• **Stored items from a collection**
....................

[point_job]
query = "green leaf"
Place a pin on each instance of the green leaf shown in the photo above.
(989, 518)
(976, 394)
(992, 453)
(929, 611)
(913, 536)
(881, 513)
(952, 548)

....................

Set down every entry exactly as it appears.

• **SOLUTION**
[point_job]
query = "green leaf"
Place a pin on each instance of the green leaf shown in the photo above.
(989, 518)
(976, 394)
(992, 453)
(929, 611)
(913, 536)
(881, 513)
(952, 548)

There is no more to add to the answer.